**Data section**
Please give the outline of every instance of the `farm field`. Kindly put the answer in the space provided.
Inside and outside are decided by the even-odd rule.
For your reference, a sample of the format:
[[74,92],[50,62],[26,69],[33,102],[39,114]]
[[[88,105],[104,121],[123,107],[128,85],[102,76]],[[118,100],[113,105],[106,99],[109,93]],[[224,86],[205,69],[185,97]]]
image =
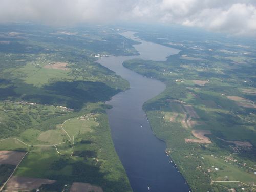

**Task goal**
Return the data above line for line, unchanged, but omit the image.

**Output of the task**
Please give the outline of every instance of the `farm field`. Kindly put the answer in the space provided.
Inside and outside are decided by the even-odd rule.
For your reference, a sample of the format:
[[74,92],[50,62],[26,69],[33,102],[39,114]]
[[[88,105],[104,121],[123,107],[128,85],[102,76]],[[118,100],[113,105],[106,99],[109,93]],[[224,86],[205,69],[185,97]]]
image =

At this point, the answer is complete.